Texto fornecido –
Pages

Fibrose cística e o drama do monopólio de fármacos

A vida de milhares de pacientes está nas mãos de uma única farmacêutica que produz remédio revolucionário. Mas o Brasil poderia iniciar o licenciamento compulsório para garantir seu acesso mais barato ao SUS. Daremos esse passo?



De OUTRASAÚDE, 14 de Fevereiro 2023
por Gabriela Leite


Raphaelle Pereira, de Curitiba. Sua família teve que vender diversos bens, pegar empréstimos e fazer campanhas de arrecadação para conseguir comprar duas caixas do Trikafta e onze caixas
do Trixacar, uma versão genérica produzida na Argentina. Foto: Dado Galdieri/New York Times

Um medicamento capaz de revolucionar o tratamento da fibrose cística, doença genética grave que afeta principalmente os pulmões e o sistema digestivo, tem sido destaque na mídia mundial. O Trikafta, desenvolvido pela empresa Vertex Pharmaceuticals, foi aprovado pela FDA, agência regulatória de saúde dos Estados Unidos, em 2019 e tem apresentado resultados impressionantes no tratamento da doença. A melhora das condições de vida dos pacientes foi tema de matéria do NY Times. Mas o jornal norte-americano chama a atenção para a falta de acesso ao Trikafta em países do Sul Global.

O medicamento combina três drogas que visam corrigir a função da proteína CFTR, responsável por transportar íons de cloro nas células. Em pacientes com fibrose cística, a proteína não funciona corretamente, o que leva a um acúmulo de muco nas vias aéreas e no trato digestivo. No entanto, apesar da eficácia do Trikafta, seu alto custo tem gerado preocupação entre os pacientes e seus familiares – a doença acomete principalmente pessoas com até 18 anos, e muitos não conseguem sobreviver a essa idade. De acordo com reportagem da Folha de S. Paulo, o medicamento chega a custar R$ 880 mil por ano no Brasil.

Em carta enviada há alguns dias a Nísia Trindade, ministra da Saúde, 34 associações de pacientes de fibrose cística e grupos da sociedade civil pedem uma ação urgente do Governo Federal. Eles fazem um apelo para que o ministério declare interesse público do medicamento Trikafta – tal medida “dará inicio ao processo de licenciamento compulsório das patentes que hoje impedem a importação ou fabricação nacional de versões genéricas do Trikafta e demais medicamentos. A concorrência é considerada por especialistas do setor como um elemento fundamental para que a empresa Vertex, titular das patentes, reduza os preços cobrados no Brasil”, afirma a carta.

Objetivo do exercício –
Devolva, copiado sem nenhuma mudança, o trecho do texto sobre fibrose cística que abre com as palavras que contêm "O medicamento combina" e fecha com "ano no Brasil.".

Dados guardados:
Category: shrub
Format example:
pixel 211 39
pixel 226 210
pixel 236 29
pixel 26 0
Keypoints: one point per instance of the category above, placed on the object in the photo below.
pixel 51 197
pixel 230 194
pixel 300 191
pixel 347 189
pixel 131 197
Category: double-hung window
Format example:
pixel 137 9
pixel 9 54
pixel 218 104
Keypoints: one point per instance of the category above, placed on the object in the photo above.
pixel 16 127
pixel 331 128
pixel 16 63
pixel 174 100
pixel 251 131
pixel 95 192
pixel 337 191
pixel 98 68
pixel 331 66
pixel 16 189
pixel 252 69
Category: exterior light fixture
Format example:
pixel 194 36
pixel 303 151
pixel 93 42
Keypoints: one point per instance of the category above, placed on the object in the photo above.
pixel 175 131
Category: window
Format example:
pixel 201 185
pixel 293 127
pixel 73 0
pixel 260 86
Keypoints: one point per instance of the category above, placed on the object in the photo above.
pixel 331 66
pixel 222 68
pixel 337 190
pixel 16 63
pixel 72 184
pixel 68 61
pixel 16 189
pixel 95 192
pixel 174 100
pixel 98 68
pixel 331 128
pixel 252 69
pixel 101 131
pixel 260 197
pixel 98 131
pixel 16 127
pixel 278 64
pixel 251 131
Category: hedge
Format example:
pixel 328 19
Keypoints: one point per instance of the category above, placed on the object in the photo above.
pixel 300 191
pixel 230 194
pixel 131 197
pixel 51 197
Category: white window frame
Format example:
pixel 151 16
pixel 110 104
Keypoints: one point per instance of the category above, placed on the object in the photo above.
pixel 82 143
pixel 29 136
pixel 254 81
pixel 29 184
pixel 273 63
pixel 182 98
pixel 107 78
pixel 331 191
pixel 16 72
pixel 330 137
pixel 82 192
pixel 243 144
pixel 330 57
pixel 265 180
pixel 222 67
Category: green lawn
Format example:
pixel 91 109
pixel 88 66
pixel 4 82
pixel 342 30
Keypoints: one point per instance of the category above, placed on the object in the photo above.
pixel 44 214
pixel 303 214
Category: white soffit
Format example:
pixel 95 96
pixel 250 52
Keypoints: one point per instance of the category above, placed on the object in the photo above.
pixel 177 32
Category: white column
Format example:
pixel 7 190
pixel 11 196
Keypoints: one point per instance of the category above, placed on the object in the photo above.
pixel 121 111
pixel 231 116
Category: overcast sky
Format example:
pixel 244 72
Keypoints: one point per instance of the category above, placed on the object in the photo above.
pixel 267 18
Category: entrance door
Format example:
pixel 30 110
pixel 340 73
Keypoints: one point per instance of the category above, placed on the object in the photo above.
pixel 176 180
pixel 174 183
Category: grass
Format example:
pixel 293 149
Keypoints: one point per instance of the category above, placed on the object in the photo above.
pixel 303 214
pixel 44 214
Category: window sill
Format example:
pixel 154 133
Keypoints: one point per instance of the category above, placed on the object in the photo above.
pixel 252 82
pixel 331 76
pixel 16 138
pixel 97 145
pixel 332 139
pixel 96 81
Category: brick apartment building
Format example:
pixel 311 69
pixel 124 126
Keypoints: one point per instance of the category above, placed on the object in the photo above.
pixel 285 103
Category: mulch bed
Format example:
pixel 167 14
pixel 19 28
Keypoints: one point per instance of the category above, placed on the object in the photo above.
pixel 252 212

Resultado do exercício –
O medicamento combina três drogas que visam corrigir a função da proteína CFTR, responsável por transportar íons de cloro nas células. Em pacientes com fibrose cística, a proteína não funciona corretamente, o que leva a um acúmulo de muco nas vias aéreas e no trato digestivo. No entanto, apesar da eficácia do Trikafta, seu alto custo tem gerado preocupação entre os pacientes e seus familiares – a doença acomete principalmente pessoas com até 18 anos, e muitos não conseguem sobreviver a essa idade. De acordo com reportagem da Folha de S. Paulo, o medicamento chega a custar R$ 880 mil por ano no Brasil.